====== TEXT
Yesterday we looked at some facts and figures from Richard Dowden's Africa: Altered States, Ordinary Miracles, showing how Asia has progressed since the end of the colonial era. On Monday we saw how, during the same 40-50 years, Africa has regressed.
The book is full of examples of Africa "going back to bush". It's actually quite a depressing read, especially for those who believe, in spite of all the evidence to the contrary, that we are all created equal. Here's Dowden's observation of a small west African country, a long-time British colony now suffering from the "benefits" of independence.
Sierra Leone seems to be turning away from modernity and retreating into the Iron Age. I had felt the same sensation in Uganda, in Congo, Angola, Mozambique, Nigeria, Sudan, Ghana and even in some countries like Senegal and Kenya that had not suffered a complete political breakdown.
It is as if everything manufactured -- bricks, cars, engines, paper, plastic bottles, oil cans -- had been carried into Africa on a tide that is now retreating. The strange imports lie like rusting and rotting flotsam beached on an alien shore. Africa is strewn with buildings and machinery that were supposed to bring development but somehow got adapted or transformed into something else or now lie broken and useless in the sun.
And it is not just things. Sometimes the very nation states themselves, with their borders, flags, airlines, presidential palaces and government offices, seem to be disintegrating and dissolving.
I hear a wise old African saying with a polite smile: "Thank you for these things but they do not last long and they really are not suitable for Africa. It is better we rely on what we know, mud and wood, fire and a little smelted iron."
Exactly. Africa is going back to the iron age because that's all Africans know and that's what they are comfortable with. The problem with Africa, which The Economist called "the hopeless continent", is Africans!
Yes, yes, I know that'a a sweeping generalization, but that doesn't make it untrue. Nor does saying so make me a racist. I lived in Africa for six years and saw firsthand the effects of African ignorance, incompetence and corruption, as described in Mr. Dowden's wise, compassionate and understanding account.
Dowden is not a racist. I am not a racist. We are just realists. That is the way Africa is!
It has always been so. Travelling in Europe and Asia you see, in the architecture alone, evidence of civilizations and cultures which have subsisted for thousands of years. In sub-Saharan Africa there is virtually nothing.
Of course there's the odd exception, like the Great Zimbabwe ruins, which may have been built by Africans...or not. But until the Europeans came there was virtually no infrastructure, no written language, no government or social structures beyond the tribe or small "kingdom". African society before the advent of the white man was primitive.
What the white man did was to attempt to graft a skin of civilization over the raw body of African society. It didn't take. And now that the doctor is gone, the patient is rejecting the treatment, just as the "wise old African" says.
============
====== GIVEN DATA
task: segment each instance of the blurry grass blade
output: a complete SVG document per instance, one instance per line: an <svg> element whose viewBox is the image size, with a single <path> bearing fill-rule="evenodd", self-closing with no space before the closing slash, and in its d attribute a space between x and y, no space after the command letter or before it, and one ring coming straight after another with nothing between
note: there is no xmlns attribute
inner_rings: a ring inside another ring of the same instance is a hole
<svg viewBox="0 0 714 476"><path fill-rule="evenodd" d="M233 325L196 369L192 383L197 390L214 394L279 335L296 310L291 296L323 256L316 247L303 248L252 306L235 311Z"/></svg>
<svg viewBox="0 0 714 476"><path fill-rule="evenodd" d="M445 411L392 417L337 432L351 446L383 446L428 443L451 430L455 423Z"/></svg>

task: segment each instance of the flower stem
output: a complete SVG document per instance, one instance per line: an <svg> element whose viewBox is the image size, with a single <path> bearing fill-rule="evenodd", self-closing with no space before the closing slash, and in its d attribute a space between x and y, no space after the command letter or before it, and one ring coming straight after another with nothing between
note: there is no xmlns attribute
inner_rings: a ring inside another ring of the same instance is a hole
============
YOUR TASK: Write out the part of the text about Africa from "Exactly. Africa is" up to and including "is virtually nothing.".

ANSWER AREA:
Exactly. Africa is going back to the iron age because that's all Africans know and that's what they are comfortable with. The problem with Africa, which The Economist called "the hopeless continent", is Africans!
Yes, yes, I know that'a a sweeping generalization, but that doesn't make it untrue. Nor does saying so make me a racist. I lived in Africa for six years and saw firsthand the effects of African ignorance, incompetence and corruption, as described in Mr. Dowden's wise, compassionate and understanding account.
Dowden is not a racist. I am not a racist. We are just realists. That is the way Africa is!
It has always been so. Travelling in Europe and Asia you see, in the architecture alone, evidence of civilizations and cultures which have subsisted for thousands of years. In sub-Saharan Africa there is virtually nothing.